___ Material provided

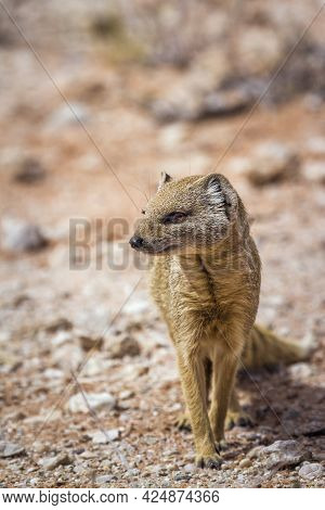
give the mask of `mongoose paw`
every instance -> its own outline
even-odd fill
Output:
[[[229,444],[225,439],[216,441],[216,448],[218,451],[224,451],[229,447]]]
[[[188,431],[191,432],[191,422],[190,417],[186,412],[182,412],[174,422],[176,426],[180,429],[180,431]]]
[[[234,426],[252,426],[252,420],[247,412],[243,410],[236,412],[229,411],[226,413],[224,428],[230,431]]]
[[[208,456],[197,455],[195,463],[198,468],[219,469],[222,463],[222,459],[218,454]]]

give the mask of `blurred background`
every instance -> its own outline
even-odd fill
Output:
[[[191,471],[191,436],[172,428],[181,408],[172,348],[125,239],[161,170],[226,175],[262,257],[259,319],[321,345],[322,3],[0,1],[1,438],[18,448],[1,455],[4,484],[320,484],[290,469],[258,480],[258,464],[239,479],[234,468],[247,445],[288,431],[322,461],[321,348],[289,372],[257,375],[269,404],[244,381],[259,428],[231,433],[236,455],[214,479]],[[87,270],[72,265],[72,218],[89,225]],[[113,270],[107,257],[127,263]],[[93,346],[79,383],[106,395],[98,412],[109,441],[95,435],[82,398],[70,400],[80,396],[72,370]]]

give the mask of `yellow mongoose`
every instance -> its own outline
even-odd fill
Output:
[[[144,215],[130,244],[159,255],[152,293],[176,346],[187,409],[180,425],[188,416],[196,463],[218,468],[224,429],[249,422],[234,391],[237,369],[303,359],[309,347],[253,326],[260,258],[245,207],[225,177],[174,181],[162,174]]]

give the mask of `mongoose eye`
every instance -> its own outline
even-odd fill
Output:
[[[184,221],[184,219],[186,219],[187,216],[188,216],[187,213],[181,213],[181,212],[170,213],[162,218],[162,224],[164,225],[181,224],[182,221]]]

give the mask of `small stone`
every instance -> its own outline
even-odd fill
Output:
[[[301,173],[307,180],[325,184],[325,161],[306,162]]]
[[[116,342],[110,347],[112,358],[123,358],[125,356],[139,356],[141,353],[140,344],[135,339],[126,336]]]
[[[96,431],[92,434],[89,434],[92,437],[92,442],[94,444],[106,444],[110,443],[112,441],[117,441],[119,438],[119,430],[112,429],[108,431]]]
[[[299,173],[298,155],[280,142],[264,142],[256,148],[246,171],[249,181],[257,187],[292,179]]]
[[[35,477],[29,480],[29,485],[35,486],[40,482],[40,479]]]
[[[108,484],[109,482],[113,482],[115,476],[113,474],[101,474],[100,476],[96,476],[95,482],[96,484]]]
[[[307,454],[301,450],[297,441],[276,441],[270,446],[255,448],[255,457],[261,459],[269,470],[280,470],[287,466],[297,466],[306,460]],[[251,452],[248,458],[252,458]]]
[[[129,469],[128,471],[129,476],[139,476],[140,474],[141,474],[141,471],[140,469],[136,469],[136,468]]]
[[[195,464],[185,464],[184,466],[184,471],[186,473],[194,473],[194,471],[196,471],[196,466]]]
[[[48,471],[52,471],[58,466],[68,466],[72,463],[73,459],[66,452],[58,454],[55,457],[47,457],[39,462],[39,464]]]
[[[24,452],[25,448],[15,443],[6,443],[4,441],[0,443],[0,457],[2,458],[14,457]]]
[[[301,476],[304,480],[318,479],[323,475],[323,473],[324,473],[323,466],[316,462],[306,463],[298,471],[299,476]]]
[[[251,460],[250,459],[242,459],[239,462],[239,468],[249,468],[251,466]]]
[[[2,248],[8,252],[36,252],[48,245],[37,225],[23,220],[4,218],[2,220]]]
[[[94,410],[113,410],[116,407],[116,398],[109,393],[77,393],[69,398],[68,408],[70,412],[89,412],[84,398]]]
[[[78,125],[79,122],[87,122],[89,119],[88,109],[80,103],[62,104],[55,110],[48,123],[47,128],[50,131],[56,131],[65,126]]]
[[[288,368],[288,372],[292,379],[300,381],[312,374],[312,368],[309,364],[294,364]]]
[[[134,396],[134,392],[131,392],[130,390],[125,390],[119,393],[118,398],[120,400],[127,400],[128,398],[132,398]]]
[[[174,473],[173,475],[173,480],[176,482],[181,482],[181,481],[184,481],[184,480],[188,480],[191,477],[191,475],[188,473],[183,473],[182,471],[177,471],[177,473]]]
[[[46,170],[38,160],[27,157],[20,164],[20,168],[14,176],[15,181],[23,184],[35,184],[46,177]]]
[[[89,352],[92,349],[101,350],[103,346],[102,336],[89,336],[84,334],[79,335],[79,342],[83,350]]]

______

Print each of the records above exactly as written, leaving no picture in the copy.

give the mask of `mongoose paw`
every instance -> its own outline
even-odd fill
Output:
[[[229,444],[225,439],[216,441],[216,448],[218,451],[224,451],[229,447]]]
[[[188,431],[191,432],[191,422],[190,417],[186,412],[182,412],[174,422],[176,426],[180,429],[180,431]]]
[[[234,426],[252,426],[252,420],[247,412],[243,410],[236,412],[229,411],[226,413],[224,428],[230,431]]]
[[[208,456],[197,455],[195,463],[198,468],[219,469],[222,463],[222,459],[218,454]]]

give the mask of `blurred background`
every instance -> its own outline
even-odd fill
Output:
[[[191,471],[191,436],[172,428],[181,408],[172,348],[125,239],[161,170],[226,175],[262,257],[259,319],[321,345],[322,3],[0,1],[1,438],[18,448],[1,455],[4,484],[320,484],[290,469],[258,480],[258,464],[239,479],[234,468],[247,445],[288,431],[322,461],[321,348],[289,372],[257,375],[269,404],[244,381],[259,428],[231,433],[236,455],[214,479]],[[87,270],[72,265],[72,218],[89,225]],[[113,270],[107,257],[127,263]],[[93,346],[79,383],[106,395],[98,412],[109,441],[95,435],[82,398],[70,400],[80,396],[72,370]]]

give the mask of `yellow mongoose`
every instance -> its own outline
even-odd fill
Output:
[[[144,215],[130,244],[159,255],[152,293],[176,346],[187,409],[180,425],[188,416],[196,463],[218,468],[224,429],[249,422],[234,391],[237,369],[303,359],[309,347],[253,326],[260,258],[245,207],[225,177],[174,181],[162,174]]]

give the mask of `mongoose eye`
every instance -> its own outline
even-odd fill
Output:
[[[184,221],[184,219],[186,219],[187,216],[188,216],[187,213],[181,213],[181,212],[170,213],[162,218],[162,224],[164,225],[181,224],[182,221]]]

give the mask of `small stone`
every instance -> its own outline
even-odd fill
Output:
[[[301,173],[307,180],[325,184],[325,161],[306,162]]]
[[[116,342],[110,347],[112,358],[123,358],[125,356],[139,356],[141,353],[140,344],[135,339],[126,336]]]
[[[96,431],[92,434],[89,434],[92,437],[92,442],[94,444],[106,444],[110,443],[112,441],[117,441],[119,438],[119,430],[112,429],[108,431]]]
[[[299,173],[298,155],[280,142],[264,142],[256,148],[246,171],[249,181],[257,187],[292,179]]]
[[[35,477],[29,480],[29,485],[35,486],[40,482],[40,479]]]
[[[108,484],[109,482],[113,482],[115,476],[113,474],[101,474],[100,476],[96,476],[95,482],[96,484]]]
[[[307,454],[301,450],[297,441],[276,441],[270,446],[255,448],[255,457],[261,459],[269,470],[280,470],[287,466],[297,466],[306,460]],[[251,452],[248,458],[252,458]]]
[[[129,469],[128,471],[129,476],[139,476],[140,474],[141,474],[141,471],[140,469],[136,469],[136,468]]]
[[[195,464],[185,464],[184,466],[184,471],[186,473],[194,473],[194,471],[196,471],[196,466]]]
[[[48,471],[52,471],[58,466],[68,466],[72,463],[73,459],[66,452],[58,454],[55,457],[47,457],[39,462],[39,464]]]
[[[24,452],[25,448],[15,443],[6,443],[4,441],[0,443],[0,457],[2,458],[14,457]]]
[[[301,476],[304,480],[318,479],[323,475],[323,473],[324,473],[323,466],[316,462],[306,463],[298,471],[299,476]]]
[[[251,460],[250,459],[242,459],[239,462],[239,468],[249,468],[251,466]]]
[[[2,248],[8,252],[36,252],[48,245],[37,225],[23,220],[4,218],[2,220]]]
[[[94,410],[113,410],[116,407],[116,398],[109,393],[77,393],[69,398],[68,408],[70,412],[89,412],[84,398]]]
[[[78,125],[79,122],[87,122],[89,119],[88,109],[80,103],[62,104],[55,110],[48,123],[47,128],[50,131],[56,131],[65,126]]]
[[[288,368],[288,372],[292,379],[300,381],[312,374],[312,368],[309,364],[294,364]]]
[[[134,396],[134,392],[131,392],[130,390],[125,390],[119,393],[118,398],[120,400],[127,400],[128,398],[132,398]]]
[[[174,473],[173,475],[173,480],[176,482],[181,482],[181,481],[184,481],[184,480],[188,480],[191,477],[191,475],[188,473],[183,473],[182,471],[177,471],[177,473]]]
[[[46,170],[38,160],[27,157],[20,164],[20,168],[14,176],[15,181],[23,184],[35,184],[46,177]]]
[[[89,352],[92,349],[101,350],[103,346],[102,336],[89,336],[84,334],[79,335],[79,342],[83,350]]]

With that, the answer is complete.